• **Written instruction 1**:
Answer these from the church gym article:
(a) About how many fitness classes does The Gym offer each week?
(b) How often has Adam Braund been coming to The Gym since getting his membership?
(c) What is the average monthly membership cost the article mentions?
• **Written instruction 2**:
Output the stretch of the church gym article from "Reverend Pentz says" through "his workout in.", copied word for word.

• **Document text**:
* Start *

Here, you move a lot of muscles. The Gym at Peachtree Presbyterian offers about 50 fitness classes a week, personal trainers, an indoor cushioned track, basketball courts and a weight room.

Reverend Pentz says sweating together pulls people together, “So, we have an accountability to each other, to meet here at 5:30 p.m., to go to that spinning class. Or, to meet here at 8 o'clock in the morning to go to that particular weight lifting class."

Adam Braund is not a member of Peachtree Presbyterian, but he's faithful about getting his workout in.

“I got a membership here about two years ago, and I've been coming here probably three times a week since then.," said Braund. He says, “I sit a ton, whether it's sitting in my car, or sitting at work. So, hopefully, the time I spend here helps to offset that time that I'm sitting."

That's the challenge: most Americans sit all day, and it shows.

More than half of U.S. adults are overweight, a third obese. And, with money tight, people can't afford the average $55 a month membership. So, faith communities are getting in the game, making fitness more affordable, and more accessible.

Valentina Lee, who works with Peachtree Presbyterian's kids' basketball program, found The Gym when she was in college.

“Most churches they force you to be a part of the church, in order to be a part of anything at the church But here, I think it's awesome that they work with everyone" said Lee.

Rev. Pentz says if he went around and knocked on doors in the Buckhead community around the church, you may not find many members. But, he says, “When we open the doors down here about 3 o'clock, they're down here wearing their t-shirts and their gym clothes, and they're sweating and running around."

No itchy pants, no sitting still. Rev. Pentz says, “I think God looks down and goes, "Yeah, that's what my house should be like."

* End *

• **Information provided**:
* Start *

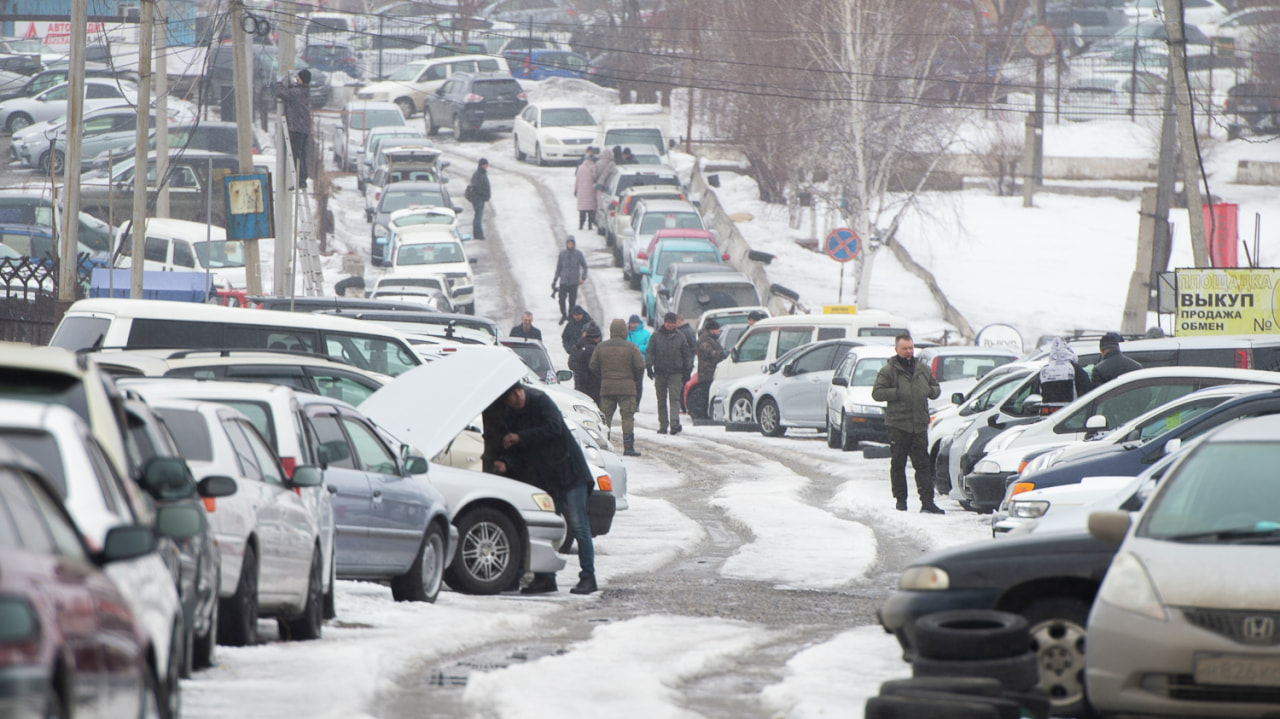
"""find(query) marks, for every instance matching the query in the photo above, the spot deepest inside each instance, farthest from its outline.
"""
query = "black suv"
(472, 101)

* End *

• **Written reply 1**:
(a) About 50
(b) Probably three times a week
(c) $55 a month

• **Written reply 2**:
Reverend Pentz says sweating together pulls people together, “So, we have an accountability to each other, to meet here at 5:30 p.m., to go to that spinning class. Or, to meet here at 8 o'clock in the morning to go to that particular weight lifting class."

Adam Braund is not a member of Peachtree Presbyterian, but he's faithful about getting his workout in.